-- Start STORED RECORDS --

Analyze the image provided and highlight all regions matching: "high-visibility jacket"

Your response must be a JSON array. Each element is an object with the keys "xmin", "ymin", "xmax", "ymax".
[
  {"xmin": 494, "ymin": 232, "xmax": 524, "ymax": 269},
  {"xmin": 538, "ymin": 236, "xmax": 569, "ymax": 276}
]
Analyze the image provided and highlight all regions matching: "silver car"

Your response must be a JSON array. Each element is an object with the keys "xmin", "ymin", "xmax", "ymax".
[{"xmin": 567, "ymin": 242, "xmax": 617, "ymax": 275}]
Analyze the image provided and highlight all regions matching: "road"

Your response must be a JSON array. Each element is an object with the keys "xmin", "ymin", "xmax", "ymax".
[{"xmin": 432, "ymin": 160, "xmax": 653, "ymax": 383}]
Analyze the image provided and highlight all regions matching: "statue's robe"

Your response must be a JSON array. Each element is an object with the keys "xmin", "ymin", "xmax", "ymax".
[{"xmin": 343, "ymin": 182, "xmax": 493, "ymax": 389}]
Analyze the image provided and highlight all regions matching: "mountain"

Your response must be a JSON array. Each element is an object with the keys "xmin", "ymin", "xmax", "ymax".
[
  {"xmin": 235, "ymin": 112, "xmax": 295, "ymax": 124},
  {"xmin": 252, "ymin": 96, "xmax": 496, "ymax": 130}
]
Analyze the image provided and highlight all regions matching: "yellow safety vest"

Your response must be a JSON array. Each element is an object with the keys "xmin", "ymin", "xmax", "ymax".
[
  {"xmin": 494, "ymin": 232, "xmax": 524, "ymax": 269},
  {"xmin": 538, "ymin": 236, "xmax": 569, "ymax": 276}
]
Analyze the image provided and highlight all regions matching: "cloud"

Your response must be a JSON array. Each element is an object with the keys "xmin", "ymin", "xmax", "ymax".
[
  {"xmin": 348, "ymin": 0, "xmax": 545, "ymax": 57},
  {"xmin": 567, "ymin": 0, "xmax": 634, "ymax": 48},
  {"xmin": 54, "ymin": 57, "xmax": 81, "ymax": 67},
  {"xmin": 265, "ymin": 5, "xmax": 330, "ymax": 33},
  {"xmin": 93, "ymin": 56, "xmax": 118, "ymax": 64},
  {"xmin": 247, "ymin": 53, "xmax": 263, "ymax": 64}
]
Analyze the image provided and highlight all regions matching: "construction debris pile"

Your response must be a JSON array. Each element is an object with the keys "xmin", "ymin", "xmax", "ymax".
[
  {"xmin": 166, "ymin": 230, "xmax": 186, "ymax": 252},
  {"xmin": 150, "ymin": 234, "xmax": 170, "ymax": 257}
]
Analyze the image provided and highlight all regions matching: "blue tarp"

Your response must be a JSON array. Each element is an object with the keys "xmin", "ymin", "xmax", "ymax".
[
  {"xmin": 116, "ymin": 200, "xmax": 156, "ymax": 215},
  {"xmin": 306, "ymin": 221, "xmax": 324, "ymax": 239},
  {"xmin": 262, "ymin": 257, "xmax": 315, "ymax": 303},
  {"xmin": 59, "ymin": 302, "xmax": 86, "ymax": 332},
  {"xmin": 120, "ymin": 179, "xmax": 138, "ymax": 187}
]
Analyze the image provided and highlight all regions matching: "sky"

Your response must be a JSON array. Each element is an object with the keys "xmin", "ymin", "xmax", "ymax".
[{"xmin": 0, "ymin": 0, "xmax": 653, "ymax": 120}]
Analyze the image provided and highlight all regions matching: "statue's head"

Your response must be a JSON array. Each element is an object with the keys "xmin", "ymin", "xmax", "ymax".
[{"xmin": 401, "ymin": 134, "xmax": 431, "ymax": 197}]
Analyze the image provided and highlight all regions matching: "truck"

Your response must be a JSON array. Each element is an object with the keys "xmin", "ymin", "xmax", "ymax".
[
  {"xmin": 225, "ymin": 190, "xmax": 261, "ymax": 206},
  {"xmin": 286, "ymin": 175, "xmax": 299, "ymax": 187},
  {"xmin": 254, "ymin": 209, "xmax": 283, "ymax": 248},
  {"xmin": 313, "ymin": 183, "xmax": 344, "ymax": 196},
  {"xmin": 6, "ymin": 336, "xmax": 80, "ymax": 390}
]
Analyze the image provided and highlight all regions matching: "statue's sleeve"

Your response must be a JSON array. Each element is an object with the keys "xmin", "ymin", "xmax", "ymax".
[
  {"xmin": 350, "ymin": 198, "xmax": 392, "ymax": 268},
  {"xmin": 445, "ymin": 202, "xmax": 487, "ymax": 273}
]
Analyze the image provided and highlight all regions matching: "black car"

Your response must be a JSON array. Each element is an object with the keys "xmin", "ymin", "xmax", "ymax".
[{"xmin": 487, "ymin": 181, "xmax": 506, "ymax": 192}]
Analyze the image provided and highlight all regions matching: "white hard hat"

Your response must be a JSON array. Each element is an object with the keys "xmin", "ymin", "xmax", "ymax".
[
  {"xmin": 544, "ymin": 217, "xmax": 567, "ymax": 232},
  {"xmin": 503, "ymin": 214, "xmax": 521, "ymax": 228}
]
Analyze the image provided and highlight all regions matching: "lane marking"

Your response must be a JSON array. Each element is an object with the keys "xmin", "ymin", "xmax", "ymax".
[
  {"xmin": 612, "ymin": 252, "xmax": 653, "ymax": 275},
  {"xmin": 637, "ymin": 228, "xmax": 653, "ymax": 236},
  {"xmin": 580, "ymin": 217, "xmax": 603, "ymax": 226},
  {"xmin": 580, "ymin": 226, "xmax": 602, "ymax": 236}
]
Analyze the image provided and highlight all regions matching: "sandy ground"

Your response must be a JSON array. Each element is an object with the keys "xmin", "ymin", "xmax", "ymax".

-- End STORED RECORDS --

• _WHAT TO WORK ON_: Return every line of the listing above that contains the string "statue", matching case exactly.

• _SOLUTION FOR THIS EXERCISE_:
Analyze the image provided and highlight all regions matching: "statue's robe"
Analyze the image provided and highlight all regions matching: "statue's head"
Analyze the image provided and highlight all regions matching: "statue's sleeve"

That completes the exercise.